• _PAGE EXCERPT_:
I hope that the next Parliament will realise the power of devolution. There is so much that we can do now. I have learned during my ten years here that the debate about powers and where they lie is often an empty one and often a distraction on purpose. Change comes about by harnessing collective will, leadership, teamwork and drive to make things happen.
I started campaigning for a mental health crisis centre for Dundee more than three years ago. Since then, 100 people in Dundee have lost their lives to suicide. The city has stalled and delayed. This week, we discovered that, rather than using Covid as an excuse as Dundee has done, Perth opened the doors of a mental health crisis centre last June, during the pandemic. That shows that progress can be made.
So much of what is recommended by the Dundee drugs commission could be actioned tomorrow. When we begin to show change, power wielders in other places comply and progress can be swift: Peter Krykant is a powerful example of that. Have the argument about transfer of powers, and we get nowhere fast.
The Scottish Labour amendment reiterates our belief that police resources must continue to prevent supply—James Kelly spoke to that in his opening remarks. Our communities are awash with drugs. I have recently heard of dealers baiting women with free samples of heroin through their letterboxes—women who are in recovery until they succumb to the dealers. In the Public Audit and Post-legislative Scrutiny Committee last month, I asked the chief constable about the supply of drugs, and I felt that he was maybe too willing to concede when he said:
“Where the demand exists, the supply will operate.”—[Official Report, Public Audit and Post-legislative Scrutiny Committee, 11 February 2021; c 36.]
This is a day-to-day challenge for policing—that I do not deny—but, for parents trying to keep their children away from drugs, the ready availability and cheap prices that saturation supply creates, and police acceptance of that, do not help at all.

• _GIVEN INFORMATION_:
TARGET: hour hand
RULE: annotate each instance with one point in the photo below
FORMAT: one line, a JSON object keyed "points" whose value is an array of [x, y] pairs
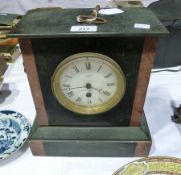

• _WHAT NEEDS TO BE DONE_: Please continue the parliamentary speech on drugs, mental health and policing in Dundee from its last paragraph, not the listing.

• _WRITTEN ANSWER_:
At the end of the day, it is so often women who pick up the pieces of the drugs crisis: supporting their sons and daughters to make it to the next stage; taking grandchildren into their own homes to raise when parents die or are simply too caught up in the drugs cycle to look after them. Grandparents are raising children who have had heroin in their bloodstream in the womb and are dealing the resulting effects of that on the children and on their own wellbeing. Women are resorting to prostitution to buy drugs and feed their children. I often feel—and I have said this to many of them—that, if the women of Dundee with lived experience of drugs in their families were asked to run our drugs services, we might be looking at a completely different picture. That is one reason why I have been proud to stand up for women, especially over the past couple of years.
I come from a city with one of the highest rates of domestic violence. Women know that their lives are not gender neutral, and neither should be the laws that protect us. I would like to say the names of Bennylyn Burke and her two-year-old daughter, Jellica. Police have recovered two bodies in Dundee this afternoon.
I am a great-granddaughter of women who worked in the jute mills, who bore the indignity of having flaps in the back of their overalls so that they could go to the toilet. Women know that their lives are different from men’s.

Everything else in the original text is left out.